#### Supplied material ####

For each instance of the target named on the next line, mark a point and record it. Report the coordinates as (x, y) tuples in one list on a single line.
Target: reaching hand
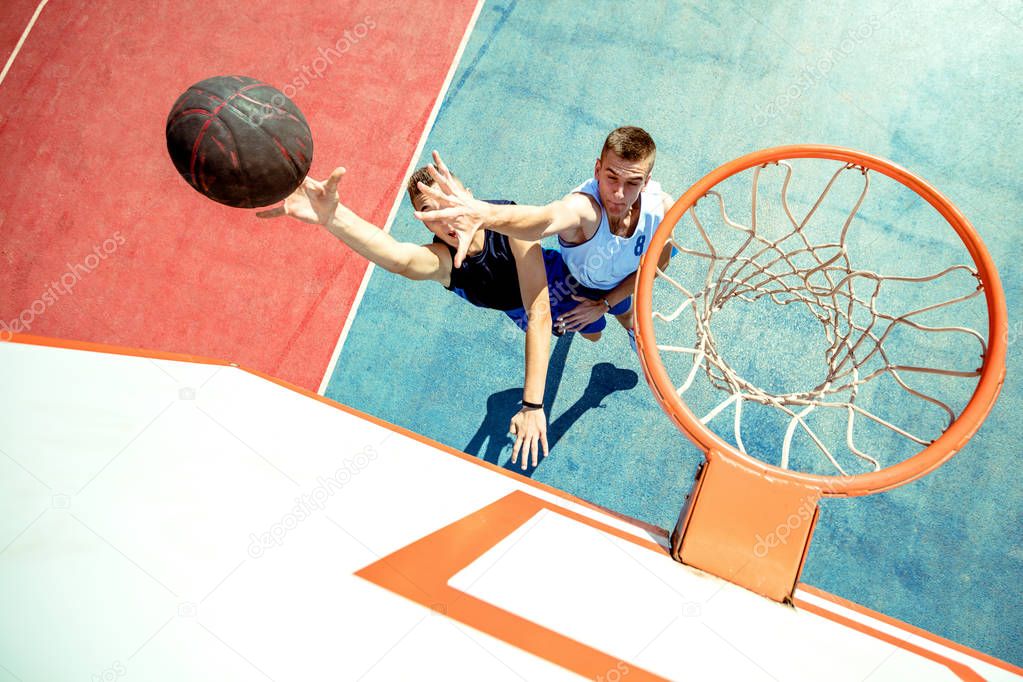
[(530, 428), (457, 211), (579, 317), (313, 201)]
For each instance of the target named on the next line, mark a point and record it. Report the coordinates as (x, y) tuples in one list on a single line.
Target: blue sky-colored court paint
[(535, 94)]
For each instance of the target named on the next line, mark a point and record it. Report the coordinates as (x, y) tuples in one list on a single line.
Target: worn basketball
[(238, 141)]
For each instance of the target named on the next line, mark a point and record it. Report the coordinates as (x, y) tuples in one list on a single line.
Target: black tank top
[(490, 278)]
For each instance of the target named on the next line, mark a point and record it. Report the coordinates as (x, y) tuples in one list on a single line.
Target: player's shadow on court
[(492, 438)]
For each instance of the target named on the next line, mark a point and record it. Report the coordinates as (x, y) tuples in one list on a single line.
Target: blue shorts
[(562, 285)]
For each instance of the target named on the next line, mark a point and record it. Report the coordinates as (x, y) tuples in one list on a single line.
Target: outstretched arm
[(530, 424), (317, 202), (465, 215)]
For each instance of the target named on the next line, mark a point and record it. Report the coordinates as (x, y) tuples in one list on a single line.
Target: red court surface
[(14, 15), (102, 241)]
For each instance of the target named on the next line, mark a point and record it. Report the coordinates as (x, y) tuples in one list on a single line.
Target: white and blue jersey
[(605, 260)]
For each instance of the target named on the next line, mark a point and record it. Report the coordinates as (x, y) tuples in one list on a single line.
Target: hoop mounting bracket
[(748, 528)]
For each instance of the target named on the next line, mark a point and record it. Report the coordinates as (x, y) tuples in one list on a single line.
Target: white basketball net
[(827, 284)]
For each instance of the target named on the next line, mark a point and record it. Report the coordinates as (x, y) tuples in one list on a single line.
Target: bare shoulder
[(586, 213), (444, 262), (524, 249), (582, 205)]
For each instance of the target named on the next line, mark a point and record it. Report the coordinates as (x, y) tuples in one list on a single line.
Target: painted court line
[(25, 36), (400, 194)]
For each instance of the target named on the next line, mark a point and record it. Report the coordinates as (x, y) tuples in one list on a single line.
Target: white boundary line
[(401, 194), (25, 36)]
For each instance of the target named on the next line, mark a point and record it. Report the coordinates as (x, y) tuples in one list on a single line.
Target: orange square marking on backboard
[(420, 572)]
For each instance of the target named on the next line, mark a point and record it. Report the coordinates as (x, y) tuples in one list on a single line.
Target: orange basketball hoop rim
[(928, 459)]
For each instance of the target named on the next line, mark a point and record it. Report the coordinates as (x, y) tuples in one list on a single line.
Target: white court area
[(169, 519)]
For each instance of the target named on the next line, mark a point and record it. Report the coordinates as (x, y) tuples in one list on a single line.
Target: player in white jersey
[(604, 226)]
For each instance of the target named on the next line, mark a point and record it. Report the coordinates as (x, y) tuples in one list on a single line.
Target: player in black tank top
[(490, 278), (500, 275)]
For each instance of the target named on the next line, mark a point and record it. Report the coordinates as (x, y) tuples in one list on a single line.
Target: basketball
[(238, 141)]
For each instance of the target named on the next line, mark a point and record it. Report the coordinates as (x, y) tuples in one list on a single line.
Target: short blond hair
[(630, 143)]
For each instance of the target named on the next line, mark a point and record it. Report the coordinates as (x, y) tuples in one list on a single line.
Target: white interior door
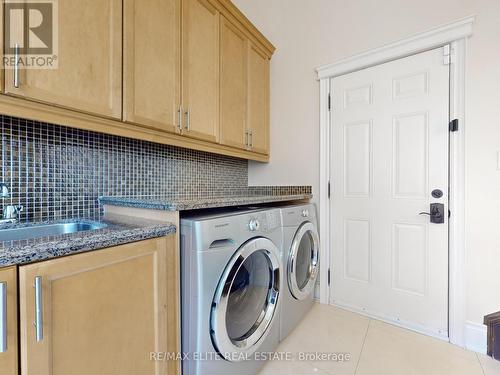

####

▶ **Stated problem**:
Reproduce the items from the start up to and including the line that contains "[(535, 94)]". Leave the pictures out of your copy.

▶ **The completed task**:
For each instance of the target named on the next line, mark a point and record it. Report the coordinates as (x, y) tuples in one list on a single line.
Target: reaching hand
[(530, 428), (457, 211), (579, 317), (313, 201)]
For each instance of the target named on the next line, mark a point and record it. Report the coordinates as (x, y) tuples in one list on a single line.
Target: blue sky-colored court paint
[(535, 94)]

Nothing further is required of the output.